Whenever a line in the entries below contains the string "wooden", copy that line.

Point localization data
------------------------------------------------------------

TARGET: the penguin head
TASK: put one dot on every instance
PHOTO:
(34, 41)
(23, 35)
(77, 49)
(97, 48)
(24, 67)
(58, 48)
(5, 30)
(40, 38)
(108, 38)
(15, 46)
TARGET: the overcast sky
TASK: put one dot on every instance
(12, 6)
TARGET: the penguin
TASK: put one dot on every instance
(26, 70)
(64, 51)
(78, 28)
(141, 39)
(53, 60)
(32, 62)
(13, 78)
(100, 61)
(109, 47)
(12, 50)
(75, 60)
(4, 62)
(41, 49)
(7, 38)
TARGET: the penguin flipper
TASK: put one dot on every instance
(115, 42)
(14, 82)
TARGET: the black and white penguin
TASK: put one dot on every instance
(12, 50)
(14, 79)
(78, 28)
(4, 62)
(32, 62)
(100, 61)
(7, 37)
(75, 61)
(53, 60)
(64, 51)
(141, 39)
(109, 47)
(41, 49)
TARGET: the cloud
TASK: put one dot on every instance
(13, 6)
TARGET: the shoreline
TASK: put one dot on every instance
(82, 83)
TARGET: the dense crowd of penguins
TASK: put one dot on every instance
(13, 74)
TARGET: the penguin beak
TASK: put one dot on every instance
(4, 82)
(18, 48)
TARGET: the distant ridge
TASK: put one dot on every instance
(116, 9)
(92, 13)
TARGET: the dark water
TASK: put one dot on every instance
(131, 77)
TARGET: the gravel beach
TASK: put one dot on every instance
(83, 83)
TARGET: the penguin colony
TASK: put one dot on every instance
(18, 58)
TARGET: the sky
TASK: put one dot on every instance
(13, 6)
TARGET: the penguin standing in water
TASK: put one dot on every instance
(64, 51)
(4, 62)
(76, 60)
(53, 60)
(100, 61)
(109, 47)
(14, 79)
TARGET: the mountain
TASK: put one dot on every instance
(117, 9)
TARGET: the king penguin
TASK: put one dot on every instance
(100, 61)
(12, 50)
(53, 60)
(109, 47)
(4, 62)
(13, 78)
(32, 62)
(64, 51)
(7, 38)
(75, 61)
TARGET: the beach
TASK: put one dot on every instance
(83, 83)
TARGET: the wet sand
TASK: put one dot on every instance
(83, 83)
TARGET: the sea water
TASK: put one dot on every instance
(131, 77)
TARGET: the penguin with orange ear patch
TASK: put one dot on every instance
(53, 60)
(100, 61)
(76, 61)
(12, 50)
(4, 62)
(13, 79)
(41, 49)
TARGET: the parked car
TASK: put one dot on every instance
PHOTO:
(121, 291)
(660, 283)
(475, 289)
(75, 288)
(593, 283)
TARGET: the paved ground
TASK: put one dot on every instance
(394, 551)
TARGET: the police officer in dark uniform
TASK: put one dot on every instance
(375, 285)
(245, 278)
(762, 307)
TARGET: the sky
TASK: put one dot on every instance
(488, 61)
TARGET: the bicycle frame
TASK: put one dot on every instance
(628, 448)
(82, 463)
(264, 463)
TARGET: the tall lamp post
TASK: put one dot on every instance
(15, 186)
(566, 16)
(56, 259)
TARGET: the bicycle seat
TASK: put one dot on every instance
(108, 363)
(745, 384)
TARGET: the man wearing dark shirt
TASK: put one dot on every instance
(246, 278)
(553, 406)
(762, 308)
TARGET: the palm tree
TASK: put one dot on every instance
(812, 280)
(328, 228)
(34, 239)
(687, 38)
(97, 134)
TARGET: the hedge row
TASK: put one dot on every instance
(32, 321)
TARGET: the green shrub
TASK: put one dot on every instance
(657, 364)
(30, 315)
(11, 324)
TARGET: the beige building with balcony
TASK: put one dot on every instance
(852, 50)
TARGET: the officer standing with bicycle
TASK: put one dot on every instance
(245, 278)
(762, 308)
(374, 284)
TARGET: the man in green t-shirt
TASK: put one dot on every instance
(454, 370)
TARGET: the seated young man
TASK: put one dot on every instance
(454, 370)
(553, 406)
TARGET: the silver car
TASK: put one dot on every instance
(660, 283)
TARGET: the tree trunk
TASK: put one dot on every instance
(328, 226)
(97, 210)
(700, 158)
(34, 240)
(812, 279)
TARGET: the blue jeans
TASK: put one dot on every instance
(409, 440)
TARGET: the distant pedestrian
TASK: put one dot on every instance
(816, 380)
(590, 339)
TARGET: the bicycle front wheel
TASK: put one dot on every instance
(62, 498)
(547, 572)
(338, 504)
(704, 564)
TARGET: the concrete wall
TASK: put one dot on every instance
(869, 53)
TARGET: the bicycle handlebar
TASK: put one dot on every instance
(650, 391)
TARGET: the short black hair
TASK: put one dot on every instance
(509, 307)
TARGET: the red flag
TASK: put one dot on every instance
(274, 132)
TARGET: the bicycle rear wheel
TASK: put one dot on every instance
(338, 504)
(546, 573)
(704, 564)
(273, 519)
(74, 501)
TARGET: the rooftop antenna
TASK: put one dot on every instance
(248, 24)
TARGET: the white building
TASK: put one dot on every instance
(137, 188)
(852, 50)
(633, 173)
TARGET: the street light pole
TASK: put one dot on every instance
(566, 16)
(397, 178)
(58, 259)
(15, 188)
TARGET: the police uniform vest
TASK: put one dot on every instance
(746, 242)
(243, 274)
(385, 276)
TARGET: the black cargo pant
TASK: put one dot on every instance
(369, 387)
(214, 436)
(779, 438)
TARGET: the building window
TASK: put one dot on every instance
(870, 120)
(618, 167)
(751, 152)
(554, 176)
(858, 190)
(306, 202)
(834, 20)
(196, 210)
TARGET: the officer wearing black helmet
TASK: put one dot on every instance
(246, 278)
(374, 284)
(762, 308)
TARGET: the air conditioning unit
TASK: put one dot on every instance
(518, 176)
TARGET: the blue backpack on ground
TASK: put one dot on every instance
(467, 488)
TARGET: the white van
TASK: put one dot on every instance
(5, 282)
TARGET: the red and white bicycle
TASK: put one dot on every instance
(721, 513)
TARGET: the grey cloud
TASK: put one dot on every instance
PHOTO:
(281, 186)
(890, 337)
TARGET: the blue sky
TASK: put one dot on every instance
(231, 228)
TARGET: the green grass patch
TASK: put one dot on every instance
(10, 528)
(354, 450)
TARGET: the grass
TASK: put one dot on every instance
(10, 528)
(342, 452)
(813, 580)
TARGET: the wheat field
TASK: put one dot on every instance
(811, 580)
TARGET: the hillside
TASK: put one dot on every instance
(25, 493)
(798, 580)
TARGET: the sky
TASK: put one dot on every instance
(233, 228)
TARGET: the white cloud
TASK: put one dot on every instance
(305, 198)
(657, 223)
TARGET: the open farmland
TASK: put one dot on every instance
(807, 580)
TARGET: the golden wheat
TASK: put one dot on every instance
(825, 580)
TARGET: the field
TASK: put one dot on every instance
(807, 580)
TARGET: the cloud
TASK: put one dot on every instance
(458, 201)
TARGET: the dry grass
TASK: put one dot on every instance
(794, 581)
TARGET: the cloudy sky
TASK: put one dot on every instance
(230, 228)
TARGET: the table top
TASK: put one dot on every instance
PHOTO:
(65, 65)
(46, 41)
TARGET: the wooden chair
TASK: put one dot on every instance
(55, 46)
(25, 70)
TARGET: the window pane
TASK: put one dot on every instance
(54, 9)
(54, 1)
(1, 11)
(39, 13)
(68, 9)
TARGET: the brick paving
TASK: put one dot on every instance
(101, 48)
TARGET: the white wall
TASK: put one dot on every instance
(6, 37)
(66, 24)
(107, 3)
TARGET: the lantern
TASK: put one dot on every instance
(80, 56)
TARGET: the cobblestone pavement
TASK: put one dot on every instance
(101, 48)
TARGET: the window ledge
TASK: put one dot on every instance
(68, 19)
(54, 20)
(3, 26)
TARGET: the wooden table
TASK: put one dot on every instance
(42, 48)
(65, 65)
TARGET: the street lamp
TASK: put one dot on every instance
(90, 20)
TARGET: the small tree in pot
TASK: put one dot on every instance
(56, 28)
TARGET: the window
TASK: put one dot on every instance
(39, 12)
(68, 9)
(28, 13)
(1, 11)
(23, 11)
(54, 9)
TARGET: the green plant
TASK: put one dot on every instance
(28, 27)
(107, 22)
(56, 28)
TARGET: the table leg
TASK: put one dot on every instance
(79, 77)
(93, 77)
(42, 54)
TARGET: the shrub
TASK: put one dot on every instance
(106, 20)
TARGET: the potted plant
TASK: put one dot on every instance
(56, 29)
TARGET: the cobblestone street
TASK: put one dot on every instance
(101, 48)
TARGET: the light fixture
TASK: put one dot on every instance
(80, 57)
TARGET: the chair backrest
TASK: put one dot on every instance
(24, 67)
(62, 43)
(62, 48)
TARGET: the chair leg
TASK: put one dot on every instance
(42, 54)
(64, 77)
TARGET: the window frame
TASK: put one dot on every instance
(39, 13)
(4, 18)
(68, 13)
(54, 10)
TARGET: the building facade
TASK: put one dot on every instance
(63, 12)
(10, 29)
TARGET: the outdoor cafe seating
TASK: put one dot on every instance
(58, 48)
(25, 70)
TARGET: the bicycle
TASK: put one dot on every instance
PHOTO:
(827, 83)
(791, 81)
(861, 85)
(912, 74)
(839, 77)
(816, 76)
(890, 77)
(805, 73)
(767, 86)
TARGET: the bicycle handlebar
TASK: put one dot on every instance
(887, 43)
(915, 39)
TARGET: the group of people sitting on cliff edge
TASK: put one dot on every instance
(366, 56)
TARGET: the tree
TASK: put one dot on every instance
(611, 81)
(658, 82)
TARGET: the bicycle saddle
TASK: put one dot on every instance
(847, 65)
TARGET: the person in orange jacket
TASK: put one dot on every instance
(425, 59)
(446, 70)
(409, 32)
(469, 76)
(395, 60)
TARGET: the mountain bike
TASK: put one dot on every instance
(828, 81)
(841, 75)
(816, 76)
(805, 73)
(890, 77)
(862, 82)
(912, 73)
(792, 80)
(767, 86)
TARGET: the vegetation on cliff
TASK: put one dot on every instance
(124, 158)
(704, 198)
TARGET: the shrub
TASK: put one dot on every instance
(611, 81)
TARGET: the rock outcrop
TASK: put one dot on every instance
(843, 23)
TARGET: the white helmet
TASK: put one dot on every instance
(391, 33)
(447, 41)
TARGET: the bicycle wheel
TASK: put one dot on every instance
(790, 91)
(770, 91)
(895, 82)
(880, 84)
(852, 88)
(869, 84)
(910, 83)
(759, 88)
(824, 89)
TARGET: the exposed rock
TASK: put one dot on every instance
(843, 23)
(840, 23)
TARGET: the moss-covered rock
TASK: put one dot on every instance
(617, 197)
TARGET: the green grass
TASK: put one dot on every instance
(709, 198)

------------------------------------------------------------

Solution to this exercise:
TARGET: the wooden chair
TARGET: the wooden table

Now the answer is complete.